==== Document source
C’est donc bel et bien un siphonage qui est alors conçu, avec en perspective un assèchement des régimes collectifs par répartition.

Et puis aussi avec à la clef un formidable enrichissement des groupes privés qui se seront lancés dans l’aventure.

A la page 14, le document fournit en effet la clef de toute cette agitation qui a saisi les dirigeants de Médéric, et à laquelle ceux de la CDC ont cédé : l’appât du gain. «Ce modèle d’investissement sur le long terme apporte en contrepartie une très forte création de valeur et un paiement de dividendes récurrents », lit-on.

Tout est dit, sans le moindre scrupule.

Usant des formulations si chères aux fonds de pensions anglo-saxons sur la «share holder value »

(Traduction soft : la valeur pour l’actionnaire ; traduction moins

diplomatique : le profit à tout prix), le document met bien en valeur que c’est un changement total de paradigme qui est envisagé.

Finie la solidarité entre les générations ! Ce seront les profits qui seront les seuls guides du nouveau système. Tout cela est même très méticuleusement chiffré (à la page 15) : la rentabilité du système (ou si l’on préfère le ratio entre le résultat net et les fonds propres) devrait lui aussi exploser, passant de 2,7% en 2010 à 11,8% en 2029. De l’argent comme s’il en pleuvait...
========
==== Données fournies
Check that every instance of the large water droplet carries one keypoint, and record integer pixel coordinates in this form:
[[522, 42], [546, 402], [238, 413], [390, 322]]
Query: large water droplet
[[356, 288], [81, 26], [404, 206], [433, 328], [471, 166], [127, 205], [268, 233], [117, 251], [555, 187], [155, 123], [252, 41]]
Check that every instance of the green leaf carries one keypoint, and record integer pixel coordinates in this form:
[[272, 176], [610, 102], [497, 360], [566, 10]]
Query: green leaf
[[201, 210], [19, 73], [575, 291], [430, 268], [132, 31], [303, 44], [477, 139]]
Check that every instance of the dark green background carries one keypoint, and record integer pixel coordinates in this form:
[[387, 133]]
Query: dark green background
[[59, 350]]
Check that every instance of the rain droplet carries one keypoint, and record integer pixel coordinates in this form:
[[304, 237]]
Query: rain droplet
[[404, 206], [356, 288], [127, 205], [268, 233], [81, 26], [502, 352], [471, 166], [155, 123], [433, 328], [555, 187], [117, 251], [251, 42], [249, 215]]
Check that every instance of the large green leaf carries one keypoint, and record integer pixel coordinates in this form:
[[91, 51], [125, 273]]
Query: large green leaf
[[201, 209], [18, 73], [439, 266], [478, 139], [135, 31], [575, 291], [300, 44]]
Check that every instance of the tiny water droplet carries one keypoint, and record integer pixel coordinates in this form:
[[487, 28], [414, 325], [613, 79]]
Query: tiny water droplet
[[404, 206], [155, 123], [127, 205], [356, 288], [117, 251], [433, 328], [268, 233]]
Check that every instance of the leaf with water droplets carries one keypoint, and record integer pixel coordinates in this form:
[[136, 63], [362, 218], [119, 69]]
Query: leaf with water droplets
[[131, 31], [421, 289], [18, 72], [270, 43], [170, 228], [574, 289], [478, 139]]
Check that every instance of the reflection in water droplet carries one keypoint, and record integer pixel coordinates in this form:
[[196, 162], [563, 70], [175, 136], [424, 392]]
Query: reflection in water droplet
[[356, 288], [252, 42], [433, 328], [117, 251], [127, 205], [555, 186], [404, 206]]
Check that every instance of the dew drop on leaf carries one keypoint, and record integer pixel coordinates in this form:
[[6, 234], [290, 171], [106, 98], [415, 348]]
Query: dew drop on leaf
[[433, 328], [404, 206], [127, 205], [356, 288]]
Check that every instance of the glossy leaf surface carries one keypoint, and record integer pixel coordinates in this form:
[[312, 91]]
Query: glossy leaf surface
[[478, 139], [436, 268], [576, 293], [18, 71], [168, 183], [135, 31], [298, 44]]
========
• **Consignes**
1. Répondez à ces questions sur l'extrait :
(a) À quelle page le document fournit-il la clef de toute cette agitation ?
(b) De quelle valeur à quelle valeur la rentabilité du système devrait-elle passer, et pour quelles années ?
(c) Quelle traduction « moins diplomatique » est donnée de « share holder value » ?
2. Mettez à l'échelle les enregistrements de la ligne contenant « Check that every instance of the rain » jusqu'à la ligne contenant « 42], [249, 215]] » incluse. Recopiez uniquement ces lignes, demandes comprises, en multipliant chaque coordonnée des réponses par 2,4 et en arrondissant à l'entier, les demis vers le haut.
Ces enregistrements n'ont aucun lien avec l'extrait.

• **Réponses attendues**
1.
(a) À la page 14.
(b) De 2,7 % en 2010 à 11,8 % en 2029.
(c) Le profit à tout prix.

2.
Check that every instance of the rain droplet carries one keypoint, and record integer pixel coordinates in this form:
[[304, 237]]
Query: rain droplet
[[970, 494], [854, 691], [305, 492], [643, 559], [194, 62], [1205, 845], [1130, 398], [372, 295], [1039, 787], [1332, 449], [281, 602], [602, 101], [598, 516]]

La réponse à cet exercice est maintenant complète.